* _INSTRUÇÕES DA TAREFA_
Transcreva todos os registros abaixo, linha por linha e sem nenhuma alteração. Deixe as imagens de fora da resposta.

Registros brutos
· · · ·

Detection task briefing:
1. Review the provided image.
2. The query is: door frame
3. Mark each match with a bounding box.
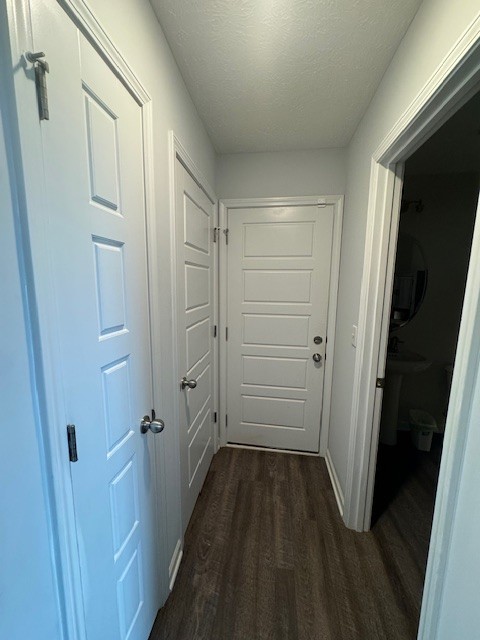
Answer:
[219,195,344,456]
[168,130,219,552]
[344,17,480,640]
[5,0,168,640]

· · · ·

* _RESPOSTA ESCRITA_
Detection task briefing:
1. Review the provided image.
2. The query is: door frame
3. Mark each match with a bounding box.
Answer:
[219,195,344,456]
[168,130,219,552]
[344,17,480,640]
[5,0,168,640]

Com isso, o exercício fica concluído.